Reproduce each of the entries below line for line, with no changes.

--- Begin GIVEN DATA ---

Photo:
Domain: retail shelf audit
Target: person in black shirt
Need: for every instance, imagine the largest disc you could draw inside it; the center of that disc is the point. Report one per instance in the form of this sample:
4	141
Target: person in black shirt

--- End GIVEN DATA ---

EXPECTED ANSWER:
Photo:
Domain: retail shelf audit
Target: person in black shirt
Need: for every instance, imagine the largest disc you could draw inside it; the center of that disc is the point. Report one per instance in the form of this sample:
4	141
Target: person in black shirt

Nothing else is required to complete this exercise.